◆ Exercise aim ◆
Continue the text on ecological networks below, picking up right after its final sentence.

*** Opening of Document excerpt ***

Last edited 27 Apr 2018

Ecological network

The 2010 report to Defra, ‘Making Space for Nature: A review of England’s wildlife sites and ecological network’, suggested that ‘…an ecological network comprises a suite of high quality sites which collectively contain the diversity and area of habitat that are needed to support species and which have ecological connections between them…’

The government believes it is important to create an ecological network at national and local levels across England, but that this will require a fundamental shift in approaches to conservation and land management.

The 2011 Natural Environment White Paper ‘The Natural Choice: securing the value of nature ‘ proposed that, ‘The elements of life – biodiversity, healthy soils, clean air and water, and diverse landscapes – need to be managed in ways which recognise the vital connections between them. Connections can be made over land; through water or by air; or through continuous green corridors or stepping stones, to create a dynamic and resilient landscape

The components of an ecological network comprise:

  • Core areas of high nature conservation value. These contain rare or important habitats or ecosystem services and include protected wildlife sites and other semi-natural areas of high ecological quality.
  • Corridors and ‘stepping stones’. These enable species to move between core areas and can be made up of a number of small sites or a mosaic of habitats that allow species to move.
  • Restoration areas. Where strategies are put in place to create high-value areas so that ecological functions and wildlife can be restored.
  • Buffer zones. Protecting core areas, restoration areas and ‘stepping stones’ from adverse impacts.
  • Sustainable use areas. Focused on the sustainable use of natural resources and appropriate economic activities. Together with the maintenance of ecosystem services, they ‘soften’ the wider countryside, making it more permeable and less hostile to wildlife.

*** Close of Document excerpt ***
*** Opening of Source material ***

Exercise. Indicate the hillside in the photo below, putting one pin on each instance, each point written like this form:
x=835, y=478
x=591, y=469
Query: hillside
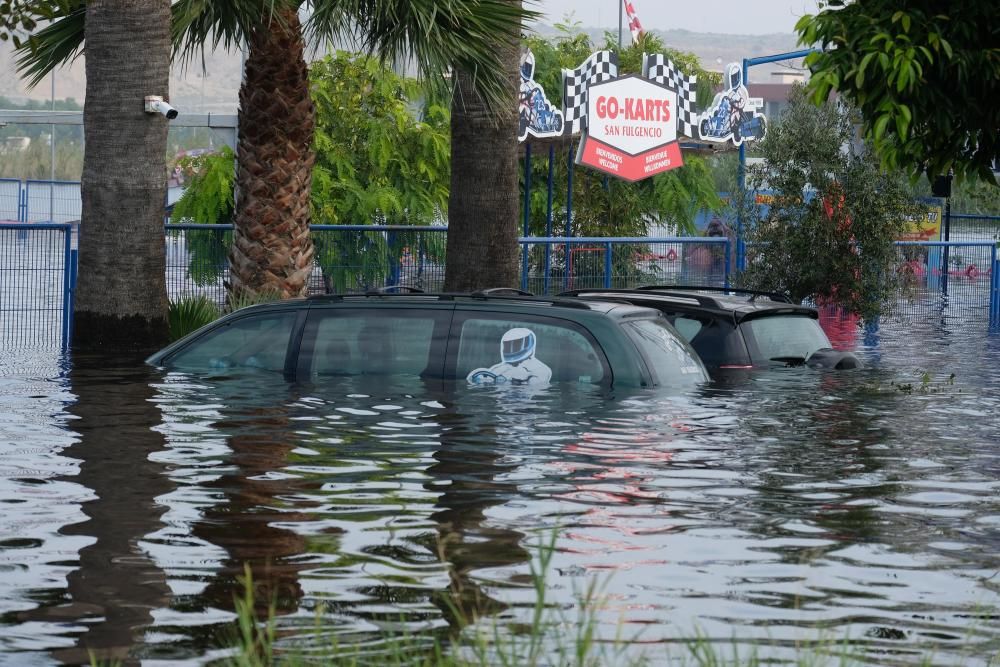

*** Close of Source material ***

◆ Answer space ◆
According to Planning Practice Guidance, relevant evidence in identifying and mapping local ecological networks includes:

  • The broad geological, geomorphological and bio-geographical character of the area.
  • Key natural systems and processes within the area.
  • The location and extent of internationally, nationally and locally designated sites.
  • The distribution of protected and priority habitats and species.
  • Areas of irreplaceable natural habitat, such as ancient woodland or limestone pavement.
  • Habitats where specific land management practices are required for their conservation.
  • Main landscape features which, due to their linear or continuous nature, are important for the migration, dispersal and genetic exchanges of plants and animals, including any potential for new habitat corridors to link any isolated sites that hold nature conservation value.
  • Areas with potential for habitat enhancement or restoration.
  • An audit of green space within built areas and where new development is proposed.
  • Information on the biodiversity and geodiversity value of previously-developed sites.
  • Areas of geological value which would benefit from enhancement and management.